**ЗАДАНИЕ 1**
Выпишите из текста о забвении отрывок: начните со слов «Если бы кто» и остановитесь после слов «все видел глазами[578].».

**ИСХОДНЫЙ ТЕКСТ**
По меньшей мере уже у Гомера насчет этого «благотворного» забвения существовали сомнения, когда в IV песне «Одиссеи», чтобы оторвать Телемака и Менелая от álaston pénthos по Улиссу, Елена прибегала к наркотику и к нарративу. Антидот против траура и гнева (nēpenthés, t’ ákholon te, kakōn epílēthon hapánthōn), наркотик дает забвение всех бед. И каких бед!
…Снадобье бросила быстро в вино им, которое пили, —
Тонут в нем горе и гнев и приходит забвение бедствий.
Если бы кто его выпил, с вином намешавши в кратере,
Целый день напролет со щеки не сронил бы слезинки,
Если бы даже с отцом или с матерью смерть приключилась,
Если бы прямо пред ним или брата, иль милого сына
Острою медью убили и он бы все видел глазами[578].
Оплакивать отца и мать – это долг, не терпящий исключений, а обязанность мстить приобретает совершенно особое значение в связи с убийством сына или брата[579]. Действующий немедленно, но столь же кратковременный по своему эффекту, наркотик вполне может заменить траур на «очарование» – в свою очередь, крайне двусмысленное – «нарратива»[580] и веселье праздника, однако он на время так же отсекает от общества того, кто его выпьет. Такова предельная степень забвения бед, таков этот phármakon, противоядие от боли, но яд для человеческого существования, поскольку оно является в высшей степени договорным.
Разница между долговременным политическим запретом на стремление отомстить, наносящее вред сообществу, и очарованием, рассеивающим – моментально, но лишь на малое время – скорбь, очевидна. Давая клятву не припоминать недавние злосчастья, гражданин Афин заявляет, что отказывается от какого-либо преследования из мести и, хотя он подчиняет себя двойной власти издающего декрет города и освящающих и карающих богов, он точно так же объявляет о контроле, который он, как субъект, будет осуществлять над самим собой. Напротив, сладость забвения приходит откуда-то извне, является ли оно даром Муз или поэта, эффектом наркотика Елены, вина (сплошь и рядом) или материнской груди (которую Гекуба в «Илиаде» характеризует как убежище от тревог[581]), и, если оно подчеркнуто подается как забвение того, что не забывается, никакого согласия, никакого принятия не требуется от того, к кому оно приходит и кого моментальное подчинение этому вынесению злосчастья за скобки лишает, возможно, всего того, что составляло его идентичность.

**Строки из коллекции**
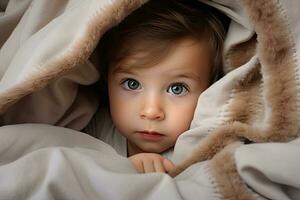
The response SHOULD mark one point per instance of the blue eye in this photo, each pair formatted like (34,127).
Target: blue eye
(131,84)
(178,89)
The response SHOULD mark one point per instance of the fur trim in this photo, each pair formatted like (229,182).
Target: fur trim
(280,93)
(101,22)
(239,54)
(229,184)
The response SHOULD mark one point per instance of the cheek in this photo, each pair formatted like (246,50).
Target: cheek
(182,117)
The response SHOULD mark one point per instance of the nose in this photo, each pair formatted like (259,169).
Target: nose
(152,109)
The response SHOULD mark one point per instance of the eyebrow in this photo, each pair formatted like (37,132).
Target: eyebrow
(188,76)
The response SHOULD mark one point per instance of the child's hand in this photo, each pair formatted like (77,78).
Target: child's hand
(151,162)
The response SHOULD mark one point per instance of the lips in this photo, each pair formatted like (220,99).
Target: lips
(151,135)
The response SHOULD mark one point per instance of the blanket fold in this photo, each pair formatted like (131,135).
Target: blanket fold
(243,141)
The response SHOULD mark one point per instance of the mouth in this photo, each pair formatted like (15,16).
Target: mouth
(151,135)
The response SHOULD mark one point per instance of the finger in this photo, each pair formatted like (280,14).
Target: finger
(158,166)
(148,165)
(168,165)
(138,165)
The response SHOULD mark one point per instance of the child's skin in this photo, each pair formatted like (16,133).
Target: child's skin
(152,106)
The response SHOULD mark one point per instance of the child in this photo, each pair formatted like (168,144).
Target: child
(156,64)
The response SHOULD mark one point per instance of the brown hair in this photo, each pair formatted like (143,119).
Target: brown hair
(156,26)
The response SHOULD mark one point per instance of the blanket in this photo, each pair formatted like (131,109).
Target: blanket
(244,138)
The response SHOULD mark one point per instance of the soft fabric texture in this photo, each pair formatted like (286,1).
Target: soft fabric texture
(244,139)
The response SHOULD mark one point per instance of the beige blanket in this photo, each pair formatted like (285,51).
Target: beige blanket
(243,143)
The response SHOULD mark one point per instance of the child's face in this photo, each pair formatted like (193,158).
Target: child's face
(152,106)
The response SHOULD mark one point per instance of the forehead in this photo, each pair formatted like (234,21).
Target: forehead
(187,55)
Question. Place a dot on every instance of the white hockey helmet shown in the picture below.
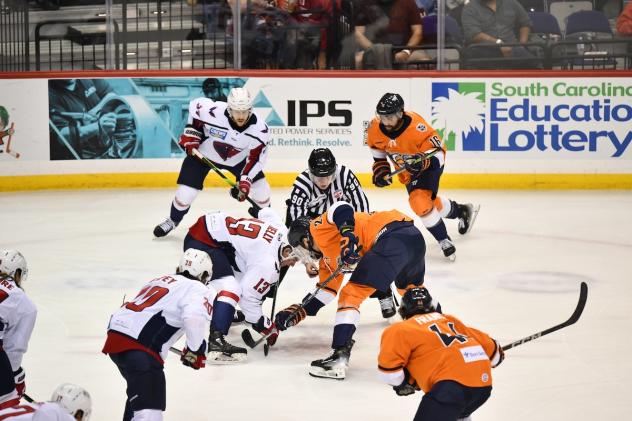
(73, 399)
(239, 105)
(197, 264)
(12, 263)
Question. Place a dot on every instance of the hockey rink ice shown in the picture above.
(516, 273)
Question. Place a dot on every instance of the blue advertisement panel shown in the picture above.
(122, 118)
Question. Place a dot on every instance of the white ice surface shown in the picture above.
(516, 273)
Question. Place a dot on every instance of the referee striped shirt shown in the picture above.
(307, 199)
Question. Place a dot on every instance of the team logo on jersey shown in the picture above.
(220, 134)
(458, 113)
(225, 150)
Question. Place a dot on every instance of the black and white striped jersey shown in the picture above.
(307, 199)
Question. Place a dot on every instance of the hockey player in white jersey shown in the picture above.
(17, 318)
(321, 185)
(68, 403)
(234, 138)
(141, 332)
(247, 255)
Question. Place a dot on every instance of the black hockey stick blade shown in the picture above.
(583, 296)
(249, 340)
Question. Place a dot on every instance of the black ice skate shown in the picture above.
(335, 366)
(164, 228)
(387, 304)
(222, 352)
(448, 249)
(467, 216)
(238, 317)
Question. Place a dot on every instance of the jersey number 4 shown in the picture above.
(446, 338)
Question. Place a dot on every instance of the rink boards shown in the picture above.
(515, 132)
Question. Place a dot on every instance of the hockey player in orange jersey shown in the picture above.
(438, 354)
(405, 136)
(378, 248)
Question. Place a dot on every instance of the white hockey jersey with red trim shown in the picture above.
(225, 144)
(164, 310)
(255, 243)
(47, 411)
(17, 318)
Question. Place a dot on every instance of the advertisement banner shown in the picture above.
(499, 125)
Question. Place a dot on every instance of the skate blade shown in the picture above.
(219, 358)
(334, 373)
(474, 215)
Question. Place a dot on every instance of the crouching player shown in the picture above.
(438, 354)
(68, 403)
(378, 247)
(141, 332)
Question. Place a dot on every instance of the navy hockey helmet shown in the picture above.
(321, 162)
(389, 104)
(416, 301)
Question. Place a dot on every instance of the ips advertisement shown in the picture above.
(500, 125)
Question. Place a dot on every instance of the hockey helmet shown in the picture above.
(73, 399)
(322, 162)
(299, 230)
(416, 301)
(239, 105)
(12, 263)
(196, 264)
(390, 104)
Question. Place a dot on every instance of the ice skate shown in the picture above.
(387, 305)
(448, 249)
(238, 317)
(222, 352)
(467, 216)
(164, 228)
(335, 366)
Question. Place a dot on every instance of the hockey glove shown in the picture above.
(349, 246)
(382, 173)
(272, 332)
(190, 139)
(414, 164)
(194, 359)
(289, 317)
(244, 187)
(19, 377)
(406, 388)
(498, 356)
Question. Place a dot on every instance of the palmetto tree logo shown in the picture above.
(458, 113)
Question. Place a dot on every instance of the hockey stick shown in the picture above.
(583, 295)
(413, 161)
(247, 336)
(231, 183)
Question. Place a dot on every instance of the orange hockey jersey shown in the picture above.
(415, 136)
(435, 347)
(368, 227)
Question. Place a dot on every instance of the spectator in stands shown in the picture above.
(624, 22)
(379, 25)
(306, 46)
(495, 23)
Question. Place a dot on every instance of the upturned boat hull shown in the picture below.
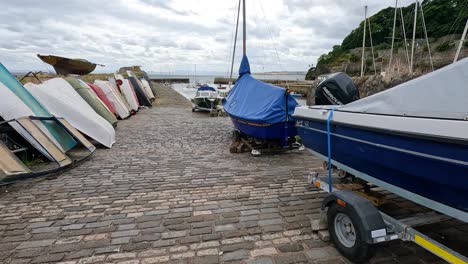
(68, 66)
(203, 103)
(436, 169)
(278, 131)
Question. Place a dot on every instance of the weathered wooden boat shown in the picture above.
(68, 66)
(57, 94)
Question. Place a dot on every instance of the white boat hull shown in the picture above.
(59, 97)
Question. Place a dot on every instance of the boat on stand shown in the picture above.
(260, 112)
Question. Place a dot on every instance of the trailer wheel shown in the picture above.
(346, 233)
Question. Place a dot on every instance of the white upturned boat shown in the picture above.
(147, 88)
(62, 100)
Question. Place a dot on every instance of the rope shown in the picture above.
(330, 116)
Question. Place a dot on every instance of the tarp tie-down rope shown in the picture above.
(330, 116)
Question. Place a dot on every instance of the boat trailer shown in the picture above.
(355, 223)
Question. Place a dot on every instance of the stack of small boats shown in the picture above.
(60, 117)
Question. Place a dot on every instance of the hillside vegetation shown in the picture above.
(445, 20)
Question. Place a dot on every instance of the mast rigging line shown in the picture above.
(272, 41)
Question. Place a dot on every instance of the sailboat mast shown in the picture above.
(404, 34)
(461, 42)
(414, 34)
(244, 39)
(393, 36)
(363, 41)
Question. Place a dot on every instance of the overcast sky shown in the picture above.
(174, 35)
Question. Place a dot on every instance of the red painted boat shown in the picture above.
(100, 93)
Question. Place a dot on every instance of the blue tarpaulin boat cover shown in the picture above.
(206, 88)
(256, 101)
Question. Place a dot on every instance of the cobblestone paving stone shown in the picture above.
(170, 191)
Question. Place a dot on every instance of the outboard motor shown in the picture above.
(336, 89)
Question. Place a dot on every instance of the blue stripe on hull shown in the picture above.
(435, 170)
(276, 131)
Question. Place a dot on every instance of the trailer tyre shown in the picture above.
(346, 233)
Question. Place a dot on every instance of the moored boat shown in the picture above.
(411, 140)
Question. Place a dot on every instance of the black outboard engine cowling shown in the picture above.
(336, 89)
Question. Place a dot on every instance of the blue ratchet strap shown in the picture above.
==
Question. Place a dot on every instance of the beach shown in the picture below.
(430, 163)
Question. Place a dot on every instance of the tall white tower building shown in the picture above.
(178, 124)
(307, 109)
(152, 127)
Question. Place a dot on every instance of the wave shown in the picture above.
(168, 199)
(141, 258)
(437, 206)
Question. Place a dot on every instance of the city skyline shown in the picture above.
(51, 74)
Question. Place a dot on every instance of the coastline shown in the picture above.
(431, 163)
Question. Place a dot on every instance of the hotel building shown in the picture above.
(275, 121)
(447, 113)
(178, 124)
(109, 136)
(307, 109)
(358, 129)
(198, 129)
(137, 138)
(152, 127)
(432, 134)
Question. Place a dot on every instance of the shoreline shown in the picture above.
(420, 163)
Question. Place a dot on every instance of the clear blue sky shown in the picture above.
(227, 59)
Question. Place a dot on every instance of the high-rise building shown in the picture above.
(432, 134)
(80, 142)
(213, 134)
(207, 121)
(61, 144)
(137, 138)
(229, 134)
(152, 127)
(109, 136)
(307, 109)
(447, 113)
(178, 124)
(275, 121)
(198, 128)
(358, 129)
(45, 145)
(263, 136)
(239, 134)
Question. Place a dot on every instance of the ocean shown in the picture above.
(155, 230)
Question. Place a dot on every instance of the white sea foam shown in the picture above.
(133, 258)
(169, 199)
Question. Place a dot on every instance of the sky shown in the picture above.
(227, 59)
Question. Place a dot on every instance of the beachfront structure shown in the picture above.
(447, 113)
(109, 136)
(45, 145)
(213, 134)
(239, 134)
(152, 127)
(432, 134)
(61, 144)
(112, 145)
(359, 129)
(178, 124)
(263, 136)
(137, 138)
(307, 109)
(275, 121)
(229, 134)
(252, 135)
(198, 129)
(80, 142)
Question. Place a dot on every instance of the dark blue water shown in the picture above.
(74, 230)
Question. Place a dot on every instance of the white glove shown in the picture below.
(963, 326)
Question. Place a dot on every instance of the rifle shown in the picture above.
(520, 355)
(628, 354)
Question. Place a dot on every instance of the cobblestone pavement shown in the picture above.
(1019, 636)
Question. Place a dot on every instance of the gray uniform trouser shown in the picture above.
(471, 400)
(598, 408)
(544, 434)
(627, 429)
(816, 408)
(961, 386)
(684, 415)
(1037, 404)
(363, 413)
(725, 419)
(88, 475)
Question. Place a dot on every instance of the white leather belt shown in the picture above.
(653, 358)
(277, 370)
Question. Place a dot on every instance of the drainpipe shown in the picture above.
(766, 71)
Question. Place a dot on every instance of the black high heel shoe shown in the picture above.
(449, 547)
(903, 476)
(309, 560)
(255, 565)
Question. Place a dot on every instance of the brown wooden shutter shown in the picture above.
* * *
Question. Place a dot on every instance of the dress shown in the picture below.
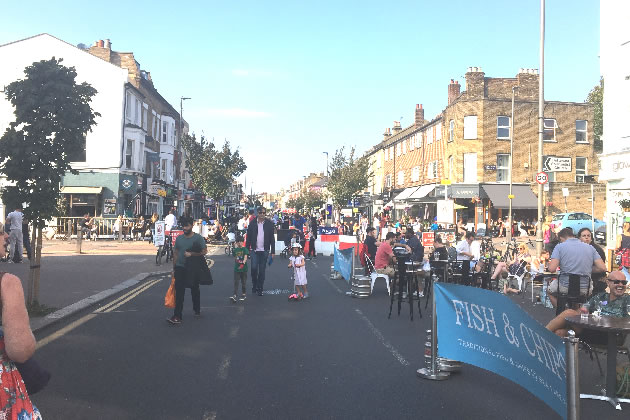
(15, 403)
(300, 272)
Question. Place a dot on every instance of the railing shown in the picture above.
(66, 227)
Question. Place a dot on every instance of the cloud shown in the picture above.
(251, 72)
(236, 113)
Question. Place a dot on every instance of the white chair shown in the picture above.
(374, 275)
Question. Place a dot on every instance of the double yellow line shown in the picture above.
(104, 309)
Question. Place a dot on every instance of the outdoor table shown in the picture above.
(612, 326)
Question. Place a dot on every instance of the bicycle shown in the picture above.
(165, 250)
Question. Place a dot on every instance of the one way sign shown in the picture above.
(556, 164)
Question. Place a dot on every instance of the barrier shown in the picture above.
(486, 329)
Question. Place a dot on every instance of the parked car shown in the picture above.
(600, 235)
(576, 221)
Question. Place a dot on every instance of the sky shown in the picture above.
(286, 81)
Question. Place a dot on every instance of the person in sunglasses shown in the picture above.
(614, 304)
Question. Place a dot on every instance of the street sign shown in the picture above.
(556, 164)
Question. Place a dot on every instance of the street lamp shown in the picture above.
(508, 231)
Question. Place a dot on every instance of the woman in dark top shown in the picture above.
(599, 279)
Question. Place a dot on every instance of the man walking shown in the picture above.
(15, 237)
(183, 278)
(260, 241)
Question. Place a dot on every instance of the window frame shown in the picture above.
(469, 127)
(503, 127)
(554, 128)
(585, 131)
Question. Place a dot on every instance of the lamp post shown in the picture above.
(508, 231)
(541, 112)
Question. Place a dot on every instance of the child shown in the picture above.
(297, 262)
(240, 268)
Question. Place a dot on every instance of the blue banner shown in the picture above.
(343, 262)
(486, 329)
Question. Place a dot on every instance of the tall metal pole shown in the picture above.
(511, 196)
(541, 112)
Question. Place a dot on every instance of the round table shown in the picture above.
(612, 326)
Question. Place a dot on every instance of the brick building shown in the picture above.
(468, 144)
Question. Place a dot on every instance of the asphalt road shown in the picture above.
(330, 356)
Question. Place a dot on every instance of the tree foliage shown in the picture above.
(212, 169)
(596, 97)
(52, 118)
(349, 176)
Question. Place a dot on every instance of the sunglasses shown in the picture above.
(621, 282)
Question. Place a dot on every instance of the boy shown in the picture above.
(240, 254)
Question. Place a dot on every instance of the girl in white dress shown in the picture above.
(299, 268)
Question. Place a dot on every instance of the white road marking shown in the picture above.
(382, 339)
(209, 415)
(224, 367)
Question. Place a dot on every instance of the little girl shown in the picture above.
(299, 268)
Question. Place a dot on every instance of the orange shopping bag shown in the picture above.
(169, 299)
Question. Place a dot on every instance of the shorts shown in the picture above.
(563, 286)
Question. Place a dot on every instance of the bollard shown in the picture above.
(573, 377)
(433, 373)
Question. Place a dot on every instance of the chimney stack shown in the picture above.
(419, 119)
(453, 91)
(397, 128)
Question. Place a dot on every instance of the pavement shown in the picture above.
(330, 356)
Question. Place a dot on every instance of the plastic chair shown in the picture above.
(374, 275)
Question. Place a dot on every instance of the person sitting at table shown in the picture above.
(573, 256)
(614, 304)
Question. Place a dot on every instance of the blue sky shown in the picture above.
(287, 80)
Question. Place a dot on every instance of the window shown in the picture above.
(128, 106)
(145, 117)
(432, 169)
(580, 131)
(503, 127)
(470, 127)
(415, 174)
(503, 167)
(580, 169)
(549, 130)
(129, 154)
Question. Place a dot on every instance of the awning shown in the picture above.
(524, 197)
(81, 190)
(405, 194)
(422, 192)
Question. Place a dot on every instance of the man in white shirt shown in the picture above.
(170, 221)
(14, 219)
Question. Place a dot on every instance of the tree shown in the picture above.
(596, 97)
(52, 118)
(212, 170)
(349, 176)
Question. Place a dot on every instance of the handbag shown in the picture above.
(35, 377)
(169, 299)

**ЗАДАНИЕ 2**
Выпишите все строки, где есть слово «striped».

**ОТВЕТ 1**
Если бы кто его выпил, с вином намешавши в кратере,
Целый день напролет со щеки не сронил бы слезинки,
Если бы даже с отцом или с матерью смерть приключилась,
Если бы прямо пред ним или брата, иль милого сына
Острою медью убили и он бы все видел глазами[578].

**ОТВЕТ 2**
Question. Place a dot on every instance of the referee striped shirt shown in the picture above.
Question. Place a dot on every instance of the black and white striped jersey shown in the picture above.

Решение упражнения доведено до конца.